# [Exercise aim]
Copy out the items again, requests included, from the start of the items through the line that contains "[339,591,400,626]". Shift every bounding-box coordinate in the answers by -61.

# [Records shown]
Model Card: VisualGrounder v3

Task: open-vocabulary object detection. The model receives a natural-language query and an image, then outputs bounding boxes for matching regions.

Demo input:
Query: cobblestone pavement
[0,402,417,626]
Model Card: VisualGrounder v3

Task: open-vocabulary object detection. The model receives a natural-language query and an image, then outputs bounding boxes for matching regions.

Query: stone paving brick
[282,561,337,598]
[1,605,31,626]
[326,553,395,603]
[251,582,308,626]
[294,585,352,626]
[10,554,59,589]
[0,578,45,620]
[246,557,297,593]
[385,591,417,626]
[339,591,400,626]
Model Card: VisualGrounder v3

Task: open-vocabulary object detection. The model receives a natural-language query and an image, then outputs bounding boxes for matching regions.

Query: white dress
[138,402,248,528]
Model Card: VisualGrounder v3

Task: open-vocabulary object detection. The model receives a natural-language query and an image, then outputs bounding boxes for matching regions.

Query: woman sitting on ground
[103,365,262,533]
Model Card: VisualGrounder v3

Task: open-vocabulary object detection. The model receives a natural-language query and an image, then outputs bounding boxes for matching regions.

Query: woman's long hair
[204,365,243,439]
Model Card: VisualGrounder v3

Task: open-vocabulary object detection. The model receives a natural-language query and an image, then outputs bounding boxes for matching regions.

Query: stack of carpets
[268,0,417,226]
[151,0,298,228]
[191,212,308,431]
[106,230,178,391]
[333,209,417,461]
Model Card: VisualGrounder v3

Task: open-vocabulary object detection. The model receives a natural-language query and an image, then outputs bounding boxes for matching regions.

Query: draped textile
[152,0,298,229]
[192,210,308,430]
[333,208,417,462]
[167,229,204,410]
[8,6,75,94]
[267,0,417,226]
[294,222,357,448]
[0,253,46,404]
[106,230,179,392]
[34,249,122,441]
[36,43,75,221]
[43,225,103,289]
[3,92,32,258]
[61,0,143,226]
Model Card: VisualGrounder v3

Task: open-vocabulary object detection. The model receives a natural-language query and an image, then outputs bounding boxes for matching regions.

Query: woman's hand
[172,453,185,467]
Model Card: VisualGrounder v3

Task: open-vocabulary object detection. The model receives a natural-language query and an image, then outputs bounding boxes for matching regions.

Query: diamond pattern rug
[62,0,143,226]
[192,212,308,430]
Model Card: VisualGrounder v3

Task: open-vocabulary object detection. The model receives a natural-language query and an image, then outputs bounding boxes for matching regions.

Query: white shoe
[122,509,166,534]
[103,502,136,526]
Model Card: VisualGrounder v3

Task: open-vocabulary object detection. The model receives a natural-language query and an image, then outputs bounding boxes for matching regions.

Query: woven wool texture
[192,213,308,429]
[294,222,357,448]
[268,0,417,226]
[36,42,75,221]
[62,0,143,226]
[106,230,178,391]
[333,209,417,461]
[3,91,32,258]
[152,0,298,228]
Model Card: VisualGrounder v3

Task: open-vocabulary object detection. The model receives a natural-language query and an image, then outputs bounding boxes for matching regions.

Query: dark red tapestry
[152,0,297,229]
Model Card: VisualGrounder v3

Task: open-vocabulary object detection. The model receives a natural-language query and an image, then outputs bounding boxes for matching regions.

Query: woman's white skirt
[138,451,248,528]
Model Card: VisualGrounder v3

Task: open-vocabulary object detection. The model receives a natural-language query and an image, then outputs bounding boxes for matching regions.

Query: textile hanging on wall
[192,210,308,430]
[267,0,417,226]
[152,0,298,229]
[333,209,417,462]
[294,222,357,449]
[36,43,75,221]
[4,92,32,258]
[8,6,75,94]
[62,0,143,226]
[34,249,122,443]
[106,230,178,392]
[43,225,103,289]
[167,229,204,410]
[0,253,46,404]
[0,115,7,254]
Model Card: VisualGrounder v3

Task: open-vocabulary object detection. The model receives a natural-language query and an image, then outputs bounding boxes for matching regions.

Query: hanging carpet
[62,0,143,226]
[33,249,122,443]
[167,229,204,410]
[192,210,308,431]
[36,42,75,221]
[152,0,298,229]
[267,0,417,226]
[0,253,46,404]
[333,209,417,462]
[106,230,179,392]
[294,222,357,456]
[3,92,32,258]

# [Complete response]
Model Card: VisualGrounder v3

Task: open-vocabulary object detection. The model receives a natural-language query and an image, then outputs bounding boxes for matching regions.

Demo input:
Query: cobblestone pavement
[-61,341,356,565]
Model Card: VisualGrounder v3

Task: open-vocabulary object detection. The model receives a natural-language query and an image, then outputs bounding boxes for matching regions.

Query: stone paving brick
[221,500,276,537]
[-60,544,-30,565]
[265,492,334,542]
[190,521,247,565]
[233,524,291,565]
[-51,493,-2,528]
[-61,517,-16,559]
[185,496,236,532]
[324,530,356,565]
[278,530,339,565]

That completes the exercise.